DATA FOR THIS EXERCISE section start

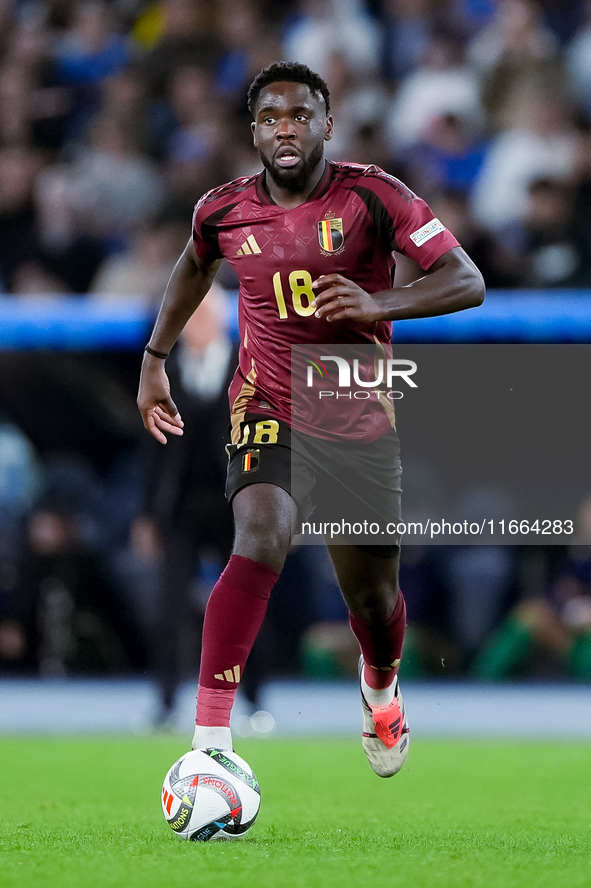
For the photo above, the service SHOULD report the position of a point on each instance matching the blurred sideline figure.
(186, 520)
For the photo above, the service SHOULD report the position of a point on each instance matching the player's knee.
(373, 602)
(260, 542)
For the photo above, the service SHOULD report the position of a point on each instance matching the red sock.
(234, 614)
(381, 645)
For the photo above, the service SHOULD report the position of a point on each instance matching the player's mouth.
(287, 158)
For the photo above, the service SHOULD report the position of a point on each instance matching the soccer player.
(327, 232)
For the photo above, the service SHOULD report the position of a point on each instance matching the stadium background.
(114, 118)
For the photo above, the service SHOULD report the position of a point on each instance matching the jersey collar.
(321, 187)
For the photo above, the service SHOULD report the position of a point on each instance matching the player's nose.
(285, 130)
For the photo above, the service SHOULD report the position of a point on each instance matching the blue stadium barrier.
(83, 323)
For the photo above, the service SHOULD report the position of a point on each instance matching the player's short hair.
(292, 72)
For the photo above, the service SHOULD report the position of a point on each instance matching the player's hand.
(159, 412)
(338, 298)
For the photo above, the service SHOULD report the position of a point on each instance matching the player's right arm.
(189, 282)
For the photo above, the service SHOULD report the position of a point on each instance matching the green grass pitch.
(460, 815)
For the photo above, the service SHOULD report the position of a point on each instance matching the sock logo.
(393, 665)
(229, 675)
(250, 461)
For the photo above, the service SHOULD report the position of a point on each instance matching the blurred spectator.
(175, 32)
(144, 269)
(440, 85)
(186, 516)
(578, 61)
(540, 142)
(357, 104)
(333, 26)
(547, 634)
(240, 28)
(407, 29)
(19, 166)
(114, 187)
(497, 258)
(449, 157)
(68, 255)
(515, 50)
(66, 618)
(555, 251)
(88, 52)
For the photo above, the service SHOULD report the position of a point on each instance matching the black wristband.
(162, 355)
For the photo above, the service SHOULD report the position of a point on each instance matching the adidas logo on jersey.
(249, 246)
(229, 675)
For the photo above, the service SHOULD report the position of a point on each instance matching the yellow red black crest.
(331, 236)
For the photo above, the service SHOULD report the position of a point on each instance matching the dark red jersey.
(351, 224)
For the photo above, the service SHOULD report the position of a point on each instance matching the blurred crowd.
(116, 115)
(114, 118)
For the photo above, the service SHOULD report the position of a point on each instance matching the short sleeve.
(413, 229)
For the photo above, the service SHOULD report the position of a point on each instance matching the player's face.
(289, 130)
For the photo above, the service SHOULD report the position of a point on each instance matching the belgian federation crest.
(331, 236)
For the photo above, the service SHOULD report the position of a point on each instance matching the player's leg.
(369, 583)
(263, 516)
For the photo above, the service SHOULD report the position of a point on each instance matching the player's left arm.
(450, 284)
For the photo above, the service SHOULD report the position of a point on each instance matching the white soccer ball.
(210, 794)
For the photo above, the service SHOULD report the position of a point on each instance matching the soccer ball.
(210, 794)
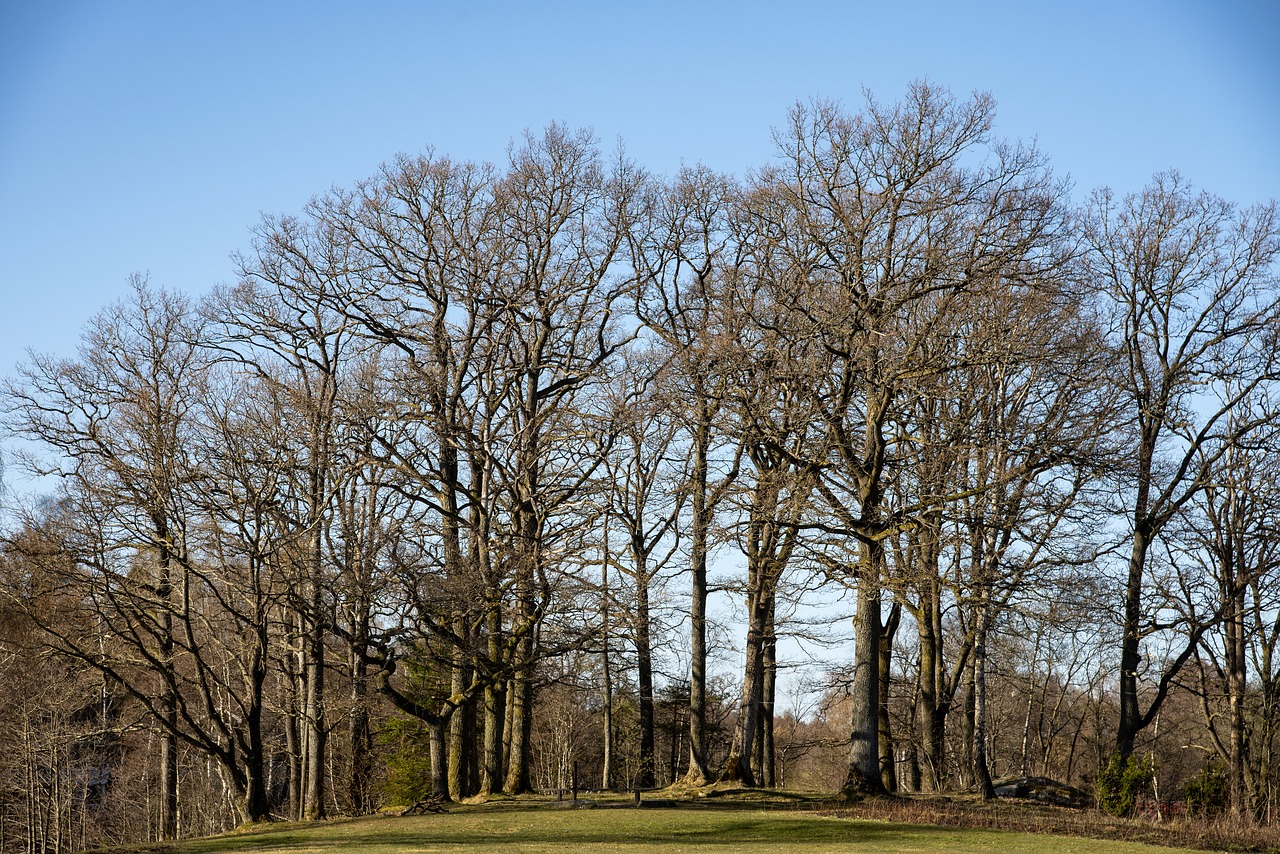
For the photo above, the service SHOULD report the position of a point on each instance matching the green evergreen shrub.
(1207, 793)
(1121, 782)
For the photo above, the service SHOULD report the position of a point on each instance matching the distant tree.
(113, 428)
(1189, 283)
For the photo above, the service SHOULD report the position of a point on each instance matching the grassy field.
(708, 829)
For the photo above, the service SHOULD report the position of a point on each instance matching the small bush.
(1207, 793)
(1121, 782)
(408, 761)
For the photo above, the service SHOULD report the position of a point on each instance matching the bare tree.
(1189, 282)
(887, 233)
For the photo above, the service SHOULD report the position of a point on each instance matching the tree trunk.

DATA FOR THIS EXERCISE section end

Leaving the pictures out, write out all the material above exactly.

For the photo above, the service SHOULD report the position of a point on each instance matching the blurred sideline figure.
(186, 520)
For the photo above, the service SHOULD report the position of a point on each instance matching the player's knee.
(373, 602)
(260, 542)
For the photo above, the service SHOULD report the position of a point on each instance matching the red sock.
(234, 614)
(381, 645)
For the photo above, the service SHOULD report the position of a point on each instance matching the player's mouth.
(287, 158)
For the photo above, the service SHOULD report the position of a point on each instance matching the soccer player.
(327, 232)
For the photo above, the service SHOULD report the position of a point on each instance matching the stadium background.
(114, 118)
For the photo above, the service SHOULD report the position of a point on each instance matching the jersey collar.
(321, 187)
For the photo above, the service SHOULD report the position of a point on each instance matching the player's nose.
(285, 130)
For the photo above, the service SHOULD report the position of a point on each instance matching the blue stadium barrier.
(83, 323)
For the photo above, the service SHOULD report the position of a point on each instance matching the player's short hair.
(292, 72)
For the photo above, the service SHOULD report the position of a point on each instance matching the player's hand.
(159, 412)
(338, 298)
For the photo above, the service SHOULD report the position of a point on each instance matching the player's right arm.
(189, 282)
For the photo above, the service SHOULD report the position of a point on each instance matching the green grass pitch.
(460, 815)
For the photo above, the service SHOULD report the position of a point on each instance matching the sock logo.
(393, 665)
(229, 675)
(250, 461)
For the photo above, the service SHOULD report the position of a point on each instance matching the blurred spectator.
(175, 32)
(144, 269)
(440, 85)
(186, 516)
(578, 61)
(540, 142)
(357, 104)
(333, 26)
(547, 634)
(240, 28)
(407, 29)
(19, 166)
(114, 187)
(497, 258)
(449, 157)
(68, 255)
(515, 50)
(66, 618)
(555, 251)
(88, 52)
For the photo above, the service SHOULD report the position of a point on each instance matching the black wristband.
(162, 355)
For the photo above, the service SHOULD report the position of a point on each instance matching the adidas logo on jersey.
(249, 246)
(229, 675)
For the photo above, the service SHOULD report the position of a point on each instance matching the yellow red black crest.
(331, 236)
For the photo above, the service SHOULD report the position of a point on each instance matching the dark red jersey.
(351, 224)
For the photo above, the service SHOULD report the position of a point on each instance matching the blurred crowd.
(116, 115)
(114, 118)
For the photo above, the service SHOULD report the position of a point on each instance matching the short sleeve.
(413, 229)
For the photo above, the service SHOULD report the position of a point on each instance matching the player's face.
(289, 130)
For the photo above, the service SHOULD report the position of a point on each instance matching the belgian federation crest.
(331, 236)
For the photo above, the service SHOULD report the position of a point on each instance matching the player's leg.
(369, 583)
(263, 516)
For the photo above, the service SHOULD report the position of a point on each instance matching the player's left arm.
(450, 284)
For the photo above, the service SHOULD report the position of a point on each instance matching the white soccer ball.
(210, 794)
For the photo above, the service SHOULD report the position of a point on each instance matching the soccer ball.
(210, 794)
For the photo above, the service SHOULD report the position of a point on each instance matching the green evergreen shrub.
(1207, 793)
(1121, 782)
For the photo above, the service SHOULD report the position of a point on each instance matching the distant tree.
(113, 428)
(1189, 283)
For the photo above, the service SHOULD report the position of a point on each instance matching the grassy field.
(708, 829)
For the photo above, the service SHOULD report the position of a point on each instance matching the small bush.
(1207, 793)
(1121, 782)
(408, 761)
For the photo above, the service SHOULD report the position of a point on each instance matching the bare tree.
(1189, 282)
(887, 233)
For the photo above, the service SHOULD report the position of a point on each instance matching the tree trunk.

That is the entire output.